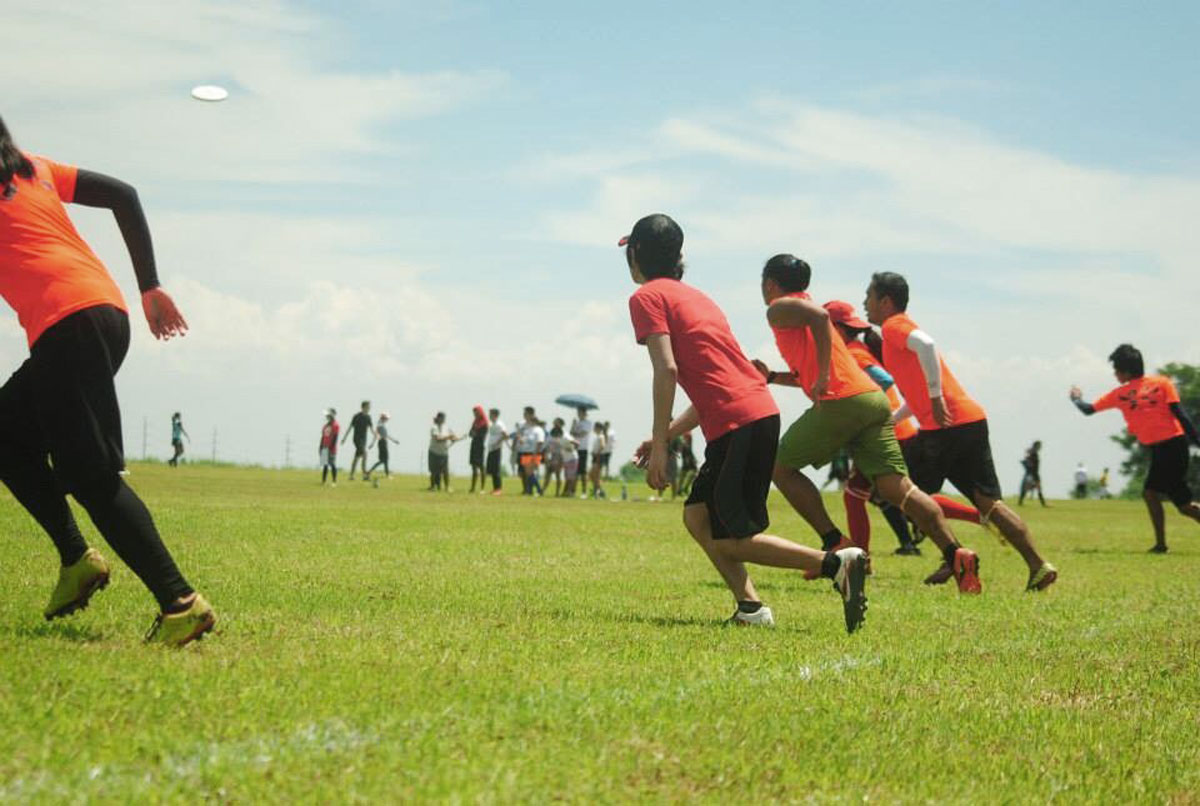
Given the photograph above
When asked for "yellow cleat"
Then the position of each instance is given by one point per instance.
(179, 629)
(76, 584)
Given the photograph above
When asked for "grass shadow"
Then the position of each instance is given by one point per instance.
(65, 631)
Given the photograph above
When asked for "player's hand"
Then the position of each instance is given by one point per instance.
(162, 316)
(942, 415)
(642, 455)
(657, 468)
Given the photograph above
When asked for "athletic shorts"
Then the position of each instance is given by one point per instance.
(735, 480)
(960, 455)
(61, 402)
(861, 423)
(1169, 470)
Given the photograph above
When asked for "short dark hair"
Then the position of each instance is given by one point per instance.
(1127, 360)
(658, 242)
(892, 286)
(787, 270)
(12, 161)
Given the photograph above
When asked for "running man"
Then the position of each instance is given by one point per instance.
(61, 403)
(1032, 479)
(328, 447)
(360, 426)
(690, 343)
(849, 413)
(177, 438)
(383, 438)
(1155, 416)
(953, 440)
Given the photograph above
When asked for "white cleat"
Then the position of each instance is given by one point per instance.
(760, 618)
(850, 582)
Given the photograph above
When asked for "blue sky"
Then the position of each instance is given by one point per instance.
(418, 203)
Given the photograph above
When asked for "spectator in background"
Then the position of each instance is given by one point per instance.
(328, 447)
(496, 438)
(581, 432)
(381, 432)
(478, 434)
(1032, 480)
(360, 426)
(177, 438)
(441, 439)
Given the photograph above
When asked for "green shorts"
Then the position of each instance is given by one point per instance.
(861, 423)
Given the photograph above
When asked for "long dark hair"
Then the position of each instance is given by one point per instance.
(12, 161)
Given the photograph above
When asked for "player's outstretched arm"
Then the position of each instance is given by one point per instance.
(1077, 397)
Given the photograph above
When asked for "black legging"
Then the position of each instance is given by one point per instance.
(493, 467)
(61, 404)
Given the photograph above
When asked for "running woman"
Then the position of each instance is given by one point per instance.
(61, 403)
(360, 426)
(177, 438)
(849, 413)
(953, 441)
(690, 344)
(478, 434)
(382, 438)
(1155, 416)
(328, 446)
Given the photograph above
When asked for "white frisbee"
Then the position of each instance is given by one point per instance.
(209, 92)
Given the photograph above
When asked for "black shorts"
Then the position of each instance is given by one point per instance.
(735, 480)
(63, 402)
(960, 455)
(1169, 470)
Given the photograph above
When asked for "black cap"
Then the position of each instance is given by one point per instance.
(659, 232)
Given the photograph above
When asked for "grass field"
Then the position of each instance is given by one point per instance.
(391, 644)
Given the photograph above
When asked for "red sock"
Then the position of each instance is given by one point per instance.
(957, 511)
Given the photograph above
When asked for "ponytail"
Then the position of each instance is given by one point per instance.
(12, 161)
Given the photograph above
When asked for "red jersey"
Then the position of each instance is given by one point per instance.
(846, 378)
(724, 386)
(905, 368)
(1146, 405)
(329, 435)
(47, 271)
(906, 428)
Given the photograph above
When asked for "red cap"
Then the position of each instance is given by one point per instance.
(843, 313)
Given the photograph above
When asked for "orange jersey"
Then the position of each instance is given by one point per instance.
(846, 379)
(47, 271)
(905, 367)
(906, 428)
(1146, 405)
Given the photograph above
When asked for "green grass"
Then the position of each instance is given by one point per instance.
(391, 644)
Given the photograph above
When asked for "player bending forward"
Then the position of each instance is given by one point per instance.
(690, 343)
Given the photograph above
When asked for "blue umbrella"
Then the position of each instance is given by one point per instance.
(576, 401)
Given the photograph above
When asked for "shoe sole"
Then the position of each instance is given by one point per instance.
(201, 629)
(855, 599)
(967, 576)
(83, 601)
(1047, 581)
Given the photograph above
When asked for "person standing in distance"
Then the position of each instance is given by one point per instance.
(177, 438)
(360, 426)
(60, 405)
(690, 343)
(1156, 417)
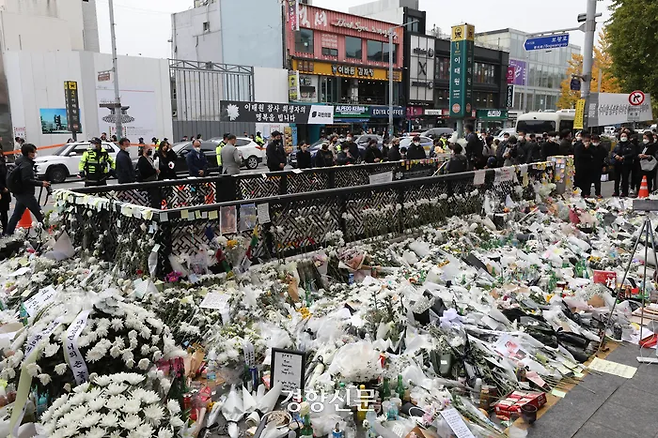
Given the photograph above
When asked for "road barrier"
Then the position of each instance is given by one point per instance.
(138, 238)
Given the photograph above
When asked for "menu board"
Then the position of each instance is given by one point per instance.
(288, 368)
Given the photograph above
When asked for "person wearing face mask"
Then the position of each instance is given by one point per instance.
(124, 167)
(600, 155)
(197, 163)
(647, 158)
(624, 156)
(166, 161)
(416, 151)
(324, 157)
(584, 161)
(96, 164)
(566, 146)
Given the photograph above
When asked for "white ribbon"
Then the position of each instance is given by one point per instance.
(71, 351)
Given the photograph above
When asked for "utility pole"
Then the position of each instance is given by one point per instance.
(117, 97)
(588, 53)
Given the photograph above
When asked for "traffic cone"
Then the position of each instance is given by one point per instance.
(644, 189)
(26, 220)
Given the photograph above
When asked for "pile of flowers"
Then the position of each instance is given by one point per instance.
(114, 405)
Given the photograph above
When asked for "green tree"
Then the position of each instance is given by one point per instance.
(633, 39)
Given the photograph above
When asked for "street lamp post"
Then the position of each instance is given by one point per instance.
(390, 74)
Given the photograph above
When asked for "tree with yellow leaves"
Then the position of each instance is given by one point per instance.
(602, 67)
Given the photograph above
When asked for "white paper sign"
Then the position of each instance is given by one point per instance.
(288, 370)
(73, 356)
(456, 423)
(478, 178)
(504, 174)
(264, 213)
(39, 301)
(381, 178)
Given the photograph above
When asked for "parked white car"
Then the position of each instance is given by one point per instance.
(252, 154)
(64, 163)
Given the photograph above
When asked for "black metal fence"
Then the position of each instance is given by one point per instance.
(189, 192)
(298, 223)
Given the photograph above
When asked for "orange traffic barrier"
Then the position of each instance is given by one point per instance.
(644, 189)
(26, 220)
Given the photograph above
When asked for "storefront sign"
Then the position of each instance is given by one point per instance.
(344, 70)
(509, 98)
(356, 25)
(421, 69)
(293, 85)
(492, 114)
(382, 111)
(462, 59)
(264, 112)
(351, 111)
(414, 111)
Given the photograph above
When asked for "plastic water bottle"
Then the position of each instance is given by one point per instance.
(211, 367)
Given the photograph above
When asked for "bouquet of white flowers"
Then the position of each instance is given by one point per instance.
(116, 405)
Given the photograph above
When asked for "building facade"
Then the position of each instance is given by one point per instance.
(538, 74)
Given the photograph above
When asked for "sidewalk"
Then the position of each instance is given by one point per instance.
(620, 408)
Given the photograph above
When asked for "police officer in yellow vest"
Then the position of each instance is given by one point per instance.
(218, 152)
(260, 141)
(96, 164)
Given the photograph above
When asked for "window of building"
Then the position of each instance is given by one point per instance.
(304, 41)
(375, 51)
(329, 52)
(442, 71)
(353, 48)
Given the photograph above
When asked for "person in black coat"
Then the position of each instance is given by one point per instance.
(324, 157)
(458, 162)
(624, 156)
(416, 151)
(166, 161)
(303, 157)
(276, 154)
(585, 160)
(124, 164)
(373, 154)
(394, 152)
(5, 196)
(647, 154)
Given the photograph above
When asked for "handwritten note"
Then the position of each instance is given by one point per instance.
(288, 369)
(456, 423)
(264, 213)
(614, 368)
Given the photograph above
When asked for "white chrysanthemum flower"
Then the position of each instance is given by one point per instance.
(44, 379)
(131, 407)
(110, 420)
(50, 350)
(114, 403)
(116, 388)
(154, 414)
(102, 380)
(165, 433)
(173, 407)
(176, 422)
(81, 388)
(60, 369)
(90, 420)
(131, 422)
(33, 369)
(95, 432)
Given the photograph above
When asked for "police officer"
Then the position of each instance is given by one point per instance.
(96, 164)
(218, 152)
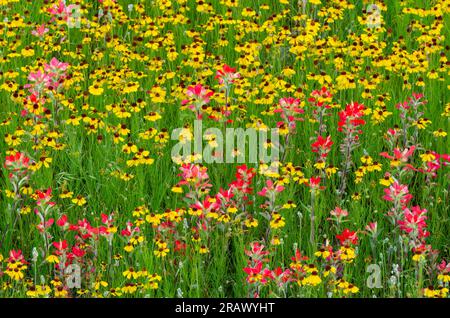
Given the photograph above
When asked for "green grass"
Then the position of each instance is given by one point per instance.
(85, 164)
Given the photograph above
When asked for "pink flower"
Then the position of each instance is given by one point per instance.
(61, 245)
(17, 162)
(414, 222)
(314, 183)
(372, 228)
(339, 213)
(322, 145)
(402, 156)
(198, 97)
(55, 67)
(318, 97)
(397, 193)
(289, 108)
(40, 30)
(227, 75)
(351, 116)
(44, 197)
(347, 237)
(256, 250)
(61, 10)
(270, 189)
(62, 221)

━━━━

- **TASK ITEM**: Go through the lines above. Select every one that has the string "sign".

- **WRITTEN SOLUTION**:
When asked for "white paper sign"
When asked for "storefront sign"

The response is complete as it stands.